Personally, I'm no longer a friend of the system. I played it for years and years (don't make me count, I'm getting old) and have run again and again into small annoyances, inconsistencies and bloated subsystems, so my viewpoint might bleed through and it's possible that I complain about a perfectly serviceable rule.
My relationship to the setting is somewhat better, having lots of nostalgia for certain events and parts of the world, although there are enough things that never gripped me or actively annoyed me that might set more vitriol off.
As the biggest german RPG for many years, it also tried to cover every possible thing you could play. That is something that is already difficult for a ruleset, but with a fixed setting it becomes a nightmare. TDE tries to offer lighthearted fairytales and gruesome horror, swashbuckling duels and large-scale engagements, a low magic setting and great feats of sorcery, presents itself as a beginners game full of narrative freedom and provides loads of very expansive and very crunchy rules at the same time. In my opinion, the game constantly stumbles over this mishmash of options and both rules and setting suffer for it.
This just won't be a very objective review, is what I'm saying.
Another note is that is has been definitely more than a decade since I read the rulebooks properly, having run the game mostly from memory and houserules since then. So I might (re-)discover something I was not aware of.
Who knows, maybe this will rekindle my interest or more in TDE (which would actually be good, because it looks like I am going to play it a bit longer...). Wish me luck!
The rules – quick overview
We're starting off with a quick primer over the game's rules and world. It's going to take a while to get a complete picture going through the books chronologically, so I am giving a bit context upfront.
The basic check
The basic check is a D20 roll-under check and will be involved, one way or another, in most tests. You look up your target number, roll a D20, apply modifiers and succeed if your roll is below or equal the target number, otherwise you fail. Natural 1s are great successes, Natural 20s are blunders.
(And already, TDE decides to be bit difficult, even if it is not a huge deal. For some reason I can't figure out, the game designers insist on modifying the roll instead of the target number, adding a number to difficult checks and subtracting from easy ones. Meaning, the short notation is +X for difficult checks and -X for easy ones. And that just feels counterintuitive.
I dont't know, if that has always been a thing in earlier editions, but in 5th they changed it around)
The Attributes
And how do you get your Target number? The eight Attributes (or good characteristics, for old times sake) of a character are used both for simple Checks (Can you lift that Gate? Can you catch the falling trinket? Is your first impression a good one?) and are a part of a skill check.
The Attributes are:
Courage (CR) Raw willpower, keeping your nerves under pressure and decisiveness.
Intuition (IN) Quick wits, having the right feelings and trusting them. Understanding Stuff before you can combine all the facts.
Cleverness (CL) Logical Thinking and Memory. Being really good at Lining up the facts in your head.
Charisma (CH) Projecting Confidence, seeming empathic, being likable, regardless of your looks. Also the strength of the characters magical Aura.
Constitution (CO) Being tough. That's it, really. But what more do you need?
Agility (AG) Speed, Flexibility, Moving exactly where you want to go.
Fingers Fleetness(FF), Hand to eye-coordination, fine-motor skills.

Exercises.
1. Format the saved data entry rows as a two-column CSV with the header command and result, one line per row. Put each row's command text and its result in a single quoted field, with line breaks replaced by spaces, and leave out the pictures.
2. Resume the TDE review from its last line and keep writing in the same voice.

[Saved data entries]
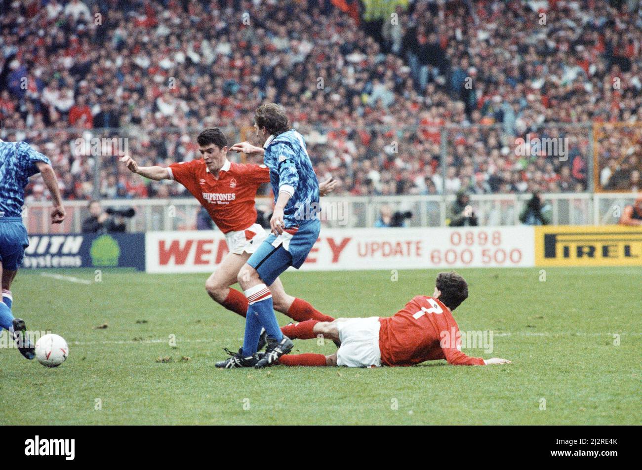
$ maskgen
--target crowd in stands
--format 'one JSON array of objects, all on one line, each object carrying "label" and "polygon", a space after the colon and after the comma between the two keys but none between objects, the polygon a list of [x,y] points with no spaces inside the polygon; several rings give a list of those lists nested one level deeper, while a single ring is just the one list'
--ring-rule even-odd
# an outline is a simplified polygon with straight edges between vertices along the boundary
[{"label": "crowd in stands", "polygon": [[[0,138],[49,156],[67,199],[186,194],[116,157],[97,177],[76,139],[167,165],[203,126],[251,139],[266,101],[356,195],[583,191],[590,125],[642,125],[638,0],[0,0]],[[640,132],[614,128],[598,182],[642,189]]]}]

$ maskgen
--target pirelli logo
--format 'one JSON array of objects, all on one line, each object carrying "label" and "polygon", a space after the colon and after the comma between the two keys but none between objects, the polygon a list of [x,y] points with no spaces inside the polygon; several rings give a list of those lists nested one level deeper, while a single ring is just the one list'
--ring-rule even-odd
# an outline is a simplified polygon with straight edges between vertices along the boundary
[{"label": "pirelli logo", "polygon": [[537,266],[642,266],[642,229],[618,225],[535,227]]}]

Results of the tasks.
1.
command,result
"$ maskgen --target crowd in stands --format 'one JSON array of objects, all on one line, each object carrying ""label"" and ""polygon"", a space after the colon and after the comma between the two keys but none between objects, the polygon a list of [x,y] points with no spaces inside the polygon; several rings give a list of those lists nested one level deeper, while a single ring is just the one list' --ring-rule even-odd # an outline is a simplified polygon with straight edges between vertices along the boundary","[{""label"": ""crowd in stands"", ""polygon"": [[[0,138],[49,156],[67,199],[186,194],[116,157],[97,177],[76,139],[167,165],[203,126],[251,139],[266,101],[356,195],[583,191],[590,125],[642,125],[638,0],[0,0]],[[640,132],[614,128],[598,182],[642,189]]]}]"
"$ maskgen --target pirelli logo --format 'one JSON array of objects, all on one line, each object carrying ""label"" and ""polygon"", a space after the colon and after the comma between the two keys but none between objects, the polygon a list of [x,y] points with no spaces inside the polygon; several rings give a list of those lists nested one level deeper, while a single ring is just the one list' --ring-rule even-odd # an outline is a simplified polygon with straight edges between vertices along the boundary","[{""label"": ""pirelli logo"", ""polygon"": [[537,266],[642,266],[642,229],[618,225],[535,227]]}]"

2.
Physical Power (PP) Not just being swole, but also knowing how to effectively use your power.
Each Attribute starts between 8 and 14 for the average Hero, (10 is the absolute average for a random person) and maxes out at 1,5 times the starting value.
Additionally, the Attributes make up some derived stats.
A Derived stat is made up of several Attributes and potentially a racial modifier. Basic Attack, for example is calculated as (CR+AG+PP)/5. This does prevent God-stats (and I guess it is has more verisimilitude than strength only), but is hell to calculate on the fly when a stat-altering spell hits.
The derived stats are:
Life Points: Keep some to survive. CO and PP. Usually ends up somewhere between 25 and 35 for starting Characters.
Stamina: Keep some to do other stuff than crawl around on the ground. CR, CO and AG. Ends up in the same Range as Life Points.
Astral Points: Spell points, Mana, Magick. However you want to call it. Only available to those born with the magic spark. CR, IN, CH. Can end up with great variance, depending on what kind of caster you are.
Magic Resistance: A passive defense to make a Wizards life a little bit harder. CR; CL, CO. Gets a negative Modifier from race and usually ends up between 3 and 6
Initiative: Act first in Combat. Becomes drastically more important if you are using optional combat rules. CR,IN, AG. Starting Characters have between 7 and 11
Basic Attack: How good are you at hitting, regardless of weapon skill. CR, AG, PP. 7 or 8 for beginners.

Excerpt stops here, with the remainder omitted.